The Greek Orthodox Church is under the protection of the State, which pays the clergy's salaries, and Orthodox Christianity is the "'prevailing" religion of Greece according to the Constitution. The Greek Orthodox Church is self-governing but under the spiritual guidance of the Ecumenical Patriarch in Constantinople. Freedom of religious beliefs is guaranteed by the Constitution, but "proselytism" is officially illegal. According to the most recent Eurostat "Eurobarometer" poll, in 2005, 81% of Greek citizens responded that "they believe there is a God", whereas 16% answered that "they believe there is some sort of spirit or life force" and only 3% that "they do not believe there is a God, spirit, nor life force". This would make Greece one of the most religious countries in the European Union of 25 members, after Malta, Romania and Cyprus.

The Muslim minority, concentrated in Thrace, was given legal status by provisions of the Treaty of Lausanne (1923) and is Greece's only officially recognized religious minority. There are small Roman Catholic communities on some of the Cyclades and the Ionian Islands, remnants of the long Venetian rule over the islands. The recent influx of (mostly illegal) immigrants from Eastern Europe and the Third World has an expectedly varied multi-religious profile (Roman Catholic, Muslim, Hindu etc.).

::::

Work order A >> Can you repeat the passage on religion in Greece between "The Greek Orthodox Church is under" and "Romania and Cyprus.", inclusive?
Work order B >> Could you go on with the passage on religion in Greece from the point where it stops?
The items that follow have no connection to the passage on religion in Greece.

::::

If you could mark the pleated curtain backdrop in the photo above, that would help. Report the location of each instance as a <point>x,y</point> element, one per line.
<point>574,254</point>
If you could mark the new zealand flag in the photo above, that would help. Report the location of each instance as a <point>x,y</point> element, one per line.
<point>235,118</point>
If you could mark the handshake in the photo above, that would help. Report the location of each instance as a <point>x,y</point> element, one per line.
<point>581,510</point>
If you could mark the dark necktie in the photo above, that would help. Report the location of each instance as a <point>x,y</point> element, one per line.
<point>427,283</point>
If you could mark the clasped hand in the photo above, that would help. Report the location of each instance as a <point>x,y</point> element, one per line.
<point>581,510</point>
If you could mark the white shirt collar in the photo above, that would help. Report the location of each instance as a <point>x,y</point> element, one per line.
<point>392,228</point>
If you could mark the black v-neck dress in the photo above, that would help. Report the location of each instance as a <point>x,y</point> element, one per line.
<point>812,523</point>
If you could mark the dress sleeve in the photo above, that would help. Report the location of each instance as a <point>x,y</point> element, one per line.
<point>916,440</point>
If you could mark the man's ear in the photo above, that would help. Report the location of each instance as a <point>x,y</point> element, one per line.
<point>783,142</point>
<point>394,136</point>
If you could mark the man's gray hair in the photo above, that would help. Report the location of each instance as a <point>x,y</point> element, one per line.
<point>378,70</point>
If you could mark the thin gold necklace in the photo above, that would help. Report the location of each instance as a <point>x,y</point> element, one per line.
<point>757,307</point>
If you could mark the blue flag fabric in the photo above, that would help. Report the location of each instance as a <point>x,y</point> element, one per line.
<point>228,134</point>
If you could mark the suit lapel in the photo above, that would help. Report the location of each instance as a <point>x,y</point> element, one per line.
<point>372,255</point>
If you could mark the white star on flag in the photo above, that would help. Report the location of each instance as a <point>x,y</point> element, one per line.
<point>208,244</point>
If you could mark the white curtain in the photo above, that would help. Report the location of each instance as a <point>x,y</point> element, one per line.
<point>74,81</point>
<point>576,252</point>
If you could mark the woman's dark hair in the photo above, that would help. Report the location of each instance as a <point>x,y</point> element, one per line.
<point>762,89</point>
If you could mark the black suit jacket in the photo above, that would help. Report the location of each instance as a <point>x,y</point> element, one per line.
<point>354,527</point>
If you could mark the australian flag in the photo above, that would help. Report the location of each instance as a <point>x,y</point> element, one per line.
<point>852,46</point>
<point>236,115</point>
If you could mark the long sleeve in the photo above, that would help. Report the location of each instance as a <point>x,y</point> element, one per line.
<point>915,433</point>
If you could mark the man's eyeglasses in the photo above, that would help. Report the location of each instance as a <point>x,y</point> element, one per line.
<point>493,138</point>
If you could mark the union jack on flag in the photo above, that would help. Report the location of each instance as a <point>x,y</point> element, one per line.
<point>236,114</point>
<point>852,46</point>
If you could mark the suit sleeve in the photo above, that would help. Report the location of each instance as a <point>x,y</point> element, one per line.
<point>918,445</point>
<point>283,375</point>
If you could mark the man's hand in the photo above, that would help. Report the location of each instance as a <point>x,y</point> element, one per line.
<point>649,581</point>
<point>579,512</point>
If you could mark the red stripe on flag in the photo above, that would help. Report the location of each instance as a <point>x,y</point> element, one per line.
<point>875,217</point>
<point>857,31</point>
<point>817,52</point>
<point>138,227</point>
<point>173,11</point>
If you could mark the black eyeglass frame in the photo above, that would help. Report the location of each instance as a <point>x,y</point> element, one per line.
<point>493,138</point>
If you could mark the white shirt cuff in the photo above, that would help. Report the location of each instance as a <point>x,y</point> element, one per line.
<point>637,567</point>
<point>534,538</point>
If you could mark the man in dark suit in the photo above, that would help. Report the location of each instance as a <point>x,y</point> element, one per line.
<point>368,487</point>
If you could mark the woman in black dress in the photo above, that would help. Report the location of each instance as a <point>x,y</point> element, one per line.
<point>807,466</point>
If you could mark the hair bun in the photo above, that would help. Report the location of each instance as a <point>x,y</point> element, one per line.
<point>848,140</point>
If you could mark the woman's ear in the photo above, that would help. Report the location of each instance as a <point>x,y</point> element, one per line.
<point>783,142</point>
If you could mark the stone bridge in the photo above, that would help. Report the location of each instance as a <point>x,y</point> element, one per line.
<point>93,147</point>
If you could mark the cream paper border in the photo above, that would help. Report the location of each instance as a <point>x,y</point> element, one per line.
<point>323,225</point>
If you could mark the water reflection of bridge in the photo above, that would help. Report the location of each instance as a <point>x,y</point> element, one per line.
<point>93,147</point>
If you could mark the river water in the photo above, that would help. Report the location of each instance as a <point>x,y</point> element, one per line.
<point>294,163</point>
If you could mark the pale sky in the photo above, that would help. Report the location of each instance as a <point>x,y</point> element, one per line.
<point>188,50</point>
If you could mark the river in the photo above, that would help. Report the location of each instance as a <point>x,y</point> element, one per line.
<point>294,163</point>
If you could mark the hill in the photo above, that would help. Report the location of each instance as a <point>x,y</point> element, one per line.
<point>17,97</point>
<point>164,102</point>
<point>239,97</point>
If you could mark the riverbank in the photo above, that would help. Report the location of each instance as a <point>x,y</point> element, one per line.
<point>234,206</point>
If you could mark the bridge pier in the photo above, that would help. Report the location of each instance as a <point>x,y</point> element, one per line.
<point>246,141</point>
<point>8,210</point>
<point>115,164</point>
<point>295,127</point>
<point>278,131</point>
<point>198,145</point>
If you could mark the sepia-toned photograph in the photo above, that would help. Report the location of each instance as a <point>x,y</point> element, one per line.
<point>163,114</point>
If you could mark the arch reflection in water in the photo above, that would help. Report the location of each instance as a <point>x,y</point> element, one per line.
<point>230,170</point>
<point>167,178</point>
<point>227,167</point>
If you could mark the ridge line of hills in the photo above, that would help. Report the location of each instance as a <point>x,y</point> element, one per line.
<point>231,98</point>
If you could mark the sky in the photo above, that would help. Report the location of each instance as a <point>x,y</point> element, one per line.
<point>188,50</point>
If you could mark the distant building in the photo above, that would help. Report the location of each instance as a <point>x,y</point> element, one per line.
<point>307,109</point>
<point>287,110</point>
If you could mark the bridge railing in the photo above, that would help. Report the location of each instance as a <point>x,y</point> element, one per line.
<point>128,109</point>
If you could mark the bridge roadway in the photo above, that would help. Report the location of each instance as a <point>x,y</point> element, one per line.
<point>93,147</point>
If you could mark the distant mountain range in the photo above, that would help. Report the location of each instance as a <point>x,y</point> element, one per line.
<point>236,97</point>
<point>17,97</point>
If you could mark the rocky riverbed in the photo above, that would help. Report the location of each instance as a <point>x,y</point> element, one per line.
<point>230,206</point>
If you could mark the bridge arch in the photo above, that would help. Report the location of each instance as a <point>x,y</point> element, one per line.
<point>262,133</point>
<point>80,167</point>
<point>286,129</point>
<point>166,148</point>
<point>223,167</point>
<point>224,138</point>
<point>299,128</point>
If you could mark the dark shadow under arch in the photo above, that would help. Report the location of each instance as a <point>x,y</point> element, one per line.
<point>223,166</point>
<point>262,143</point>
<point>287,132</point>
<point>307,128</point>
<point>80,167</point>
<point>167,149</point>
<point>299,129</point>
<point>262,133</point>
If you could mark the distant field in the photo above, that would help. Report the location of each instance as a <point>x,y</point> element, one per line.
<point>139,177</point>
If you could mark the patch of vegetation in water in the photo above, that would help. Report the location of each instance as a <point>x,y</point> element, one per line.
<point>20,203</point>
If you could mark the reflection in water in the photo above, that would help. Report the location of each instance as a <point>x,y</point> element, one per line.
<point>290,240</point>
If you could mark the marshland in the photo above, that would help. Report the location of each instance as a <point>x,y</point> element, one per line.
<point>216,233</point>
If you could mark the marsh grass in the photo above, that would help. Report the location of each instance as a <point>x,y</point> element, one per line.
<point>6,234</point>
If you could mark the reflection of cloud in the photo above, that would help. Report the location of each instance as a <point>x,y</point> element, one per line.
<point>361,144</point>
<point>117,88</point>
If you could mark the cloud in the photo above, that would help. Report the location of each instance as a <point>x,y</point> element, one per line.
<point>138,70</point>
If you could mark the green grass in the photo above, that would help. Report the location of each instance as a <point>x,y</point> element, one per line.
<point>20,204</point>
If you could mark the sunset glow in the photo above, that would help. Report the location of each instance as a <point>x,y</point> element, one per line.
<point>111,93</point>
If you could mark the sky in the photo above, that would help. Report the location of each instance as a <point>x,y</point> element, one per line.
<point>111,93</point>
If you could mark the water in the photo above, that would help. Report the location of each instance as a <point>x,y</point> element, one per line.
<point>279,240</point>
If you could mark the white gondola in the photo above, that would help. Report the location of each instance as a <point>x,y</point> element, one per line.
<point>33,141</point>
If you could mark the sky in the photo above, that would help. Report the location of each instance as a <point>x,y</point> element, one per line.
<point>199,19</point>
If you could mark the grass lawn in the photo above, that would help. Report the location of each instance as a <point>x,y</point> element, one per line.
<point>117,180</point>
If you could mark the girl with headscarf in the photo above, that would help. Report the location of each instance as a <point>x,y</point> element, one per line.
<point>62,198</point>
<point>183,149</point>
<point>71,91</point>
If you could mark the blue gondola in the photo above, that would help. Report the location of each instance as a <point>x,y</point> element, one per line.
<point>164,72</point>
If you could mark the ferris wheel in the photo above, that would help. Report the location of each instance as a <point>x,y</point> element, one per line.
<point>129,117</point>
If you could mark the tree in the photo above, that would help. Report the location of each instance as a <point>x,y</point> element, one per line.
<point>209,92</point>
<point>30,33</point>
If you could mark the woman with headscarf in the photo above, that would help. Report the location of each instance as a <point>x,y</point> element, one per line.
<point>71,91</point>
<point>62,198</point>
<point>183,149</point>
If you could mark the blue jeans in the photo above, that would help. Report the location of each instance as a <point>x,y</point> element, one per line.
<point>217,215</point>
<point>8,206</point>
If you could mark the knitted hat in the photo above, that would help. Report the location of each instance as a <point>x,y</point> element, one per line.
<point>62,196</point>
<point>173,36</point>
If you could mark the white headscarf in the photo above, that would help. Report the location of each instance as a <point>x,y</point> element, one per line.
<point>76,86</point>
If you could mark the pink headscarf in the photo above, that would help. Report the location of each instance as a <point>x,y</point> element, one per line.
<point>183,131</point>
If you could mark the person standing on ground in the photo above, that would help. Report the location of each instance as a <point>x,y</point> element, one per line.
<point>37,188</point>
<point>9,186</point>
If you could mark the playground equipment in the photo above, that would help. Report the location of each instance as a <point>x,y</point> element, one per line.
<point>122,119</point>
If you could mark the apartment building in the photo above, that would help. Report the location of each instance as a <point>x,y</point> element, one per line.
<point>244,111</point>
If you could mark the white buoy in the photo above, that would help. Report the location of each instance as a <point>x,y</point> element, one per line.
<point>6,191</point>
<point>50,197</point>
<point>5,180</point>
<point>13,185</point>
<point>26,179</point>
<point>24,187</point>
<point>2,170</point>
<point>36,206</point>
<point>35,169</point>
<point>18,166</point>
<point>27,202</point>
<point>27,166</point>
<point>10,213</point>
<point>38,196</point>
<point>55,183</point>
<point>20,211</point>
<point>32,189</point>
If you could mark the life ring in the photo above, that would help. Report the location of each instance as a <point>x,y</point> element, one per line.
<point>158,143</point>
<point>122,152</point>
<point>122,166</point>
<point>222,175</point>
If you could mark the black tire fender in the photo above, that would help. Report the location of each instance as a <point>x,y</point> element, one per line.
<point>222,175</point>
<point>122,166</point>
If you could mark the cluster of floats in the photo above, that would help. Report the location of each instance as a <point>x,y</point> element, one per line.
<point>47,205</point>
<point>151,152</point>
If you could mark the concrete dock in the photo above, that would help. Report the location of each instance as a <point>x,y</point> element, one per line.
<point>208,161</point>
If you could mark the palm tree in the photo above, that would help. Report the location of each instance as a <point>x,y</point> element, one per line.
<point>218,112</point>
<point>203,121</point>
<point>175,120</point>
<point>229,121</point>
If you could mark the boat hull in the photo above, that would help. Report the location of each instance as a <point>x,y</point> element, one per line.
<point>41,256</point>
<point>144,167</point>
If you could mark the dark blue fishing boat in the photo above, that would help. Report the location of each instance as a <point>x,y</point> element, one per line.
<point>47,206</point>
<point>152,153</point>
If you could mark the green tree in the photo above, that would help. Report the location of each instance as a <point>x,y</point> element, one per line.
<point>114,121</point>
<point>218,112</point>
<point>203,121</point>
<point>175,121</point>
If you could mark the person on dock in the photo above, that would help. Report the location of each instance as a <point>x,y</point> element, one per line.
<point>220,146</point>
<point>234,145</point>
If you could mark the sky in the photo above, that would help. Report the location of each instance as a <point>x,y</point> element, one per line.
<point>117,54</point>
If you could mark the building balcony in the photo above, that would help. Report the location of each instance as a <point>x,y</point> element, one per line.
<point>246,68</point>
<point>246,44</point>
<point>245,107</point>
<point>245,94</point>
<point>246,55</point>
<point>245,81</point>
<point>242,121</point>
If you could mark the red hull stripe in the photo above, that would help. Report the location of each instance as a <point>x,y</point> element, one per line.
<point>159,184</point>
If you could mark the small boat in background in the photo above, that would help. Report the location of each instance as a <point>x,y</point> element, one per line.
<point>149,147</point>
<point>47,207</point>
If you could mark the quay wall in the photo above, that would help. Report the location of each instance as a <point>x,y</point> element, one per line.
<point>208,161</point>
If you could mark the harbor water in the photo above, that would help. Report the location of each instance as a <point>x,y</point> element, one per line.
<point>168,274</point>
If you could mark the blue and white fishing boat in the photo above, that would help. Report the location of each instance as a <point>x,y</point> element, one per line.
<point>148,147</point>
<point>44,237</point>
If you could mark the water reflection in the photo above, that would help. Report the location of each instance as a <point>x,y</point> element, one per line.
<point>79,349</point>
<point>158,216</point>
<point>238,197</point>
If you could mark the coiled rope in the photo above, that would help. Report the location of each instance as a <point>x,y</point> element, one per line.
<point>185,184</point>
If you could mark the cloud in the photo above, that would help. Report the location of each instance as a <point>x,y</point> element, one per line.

::::

Exercise output A >>
The Greek Orthodox Church is under the protection of the State, which pays the clergy's salaries, and Orthodox Christianity is the "'prevailing" religion of Greece according to the Constitution. The Greek Orthodox Church is self-governing but under the spiritual guidance of the Ecumenical Patriarch in Constantinople. Freedom of religious beliefs is guaranteed by the Constitution, but "proselytism" is officially illegal. According to the most recent Eurostat "Eurobarometer" poll, in 2005, 81% of Greek citizens responded that "they believe there is a God", whereas 16% answered that "they believe there is some sort of spirit or life force" and only 3% that "they do not believe there is a God, spirit, nor life force". This would make Greece one of the most religious countries in the European Union of 25 members, after Malta, Romania and Cyprus.

Exercise output B >>
During the 2001 constitutional amendment, complete separation of church and state was proposed, but the two major parties, ND and PASOK, decided not to open this controversial matter, which clashes with both the population and the clergy. For example, numerous protests occurred over the removal of the Religious Denomination entry from the National ID card in 2000.

== Since 2015 ==

More left-wing Syriza overtook PASOK as the main party of the centre-left.Alexis Tsipras led Syriza to victory in the general election held on 25 January 2015, falling short of an outright majority in Parliament by just two seats. Syriza gained support by opposing the austerity policy that had affected Greeks since the beginning of the Greek government-debt crisis. The following morning, Tsipras reached an agreement with Independent Greeks party to form a coalition, and he was sworn in as Prime Minister of Greece. Tsipras called snap elections in August 2015, resigning from his post, which led to a month-long caretaker administration headed by judge Vassiliki Thanou-Christophilou, Greece's first female prime minister. In the September 2015 general election, Alexis Tsipras led Syriza to another victory, winning 145 out of 300 seats and re-forming the coalition with the Independent Greeks. However, he was defeated in the July 2019 general election by Kyriakos Mitsotakis who leads New Democracy. On 7 July 2019, Kyriakos Mitsotakis was sworn in as the new prime minister of Greece. He formed a centre-right government after the landslide victory of his New Democracy party.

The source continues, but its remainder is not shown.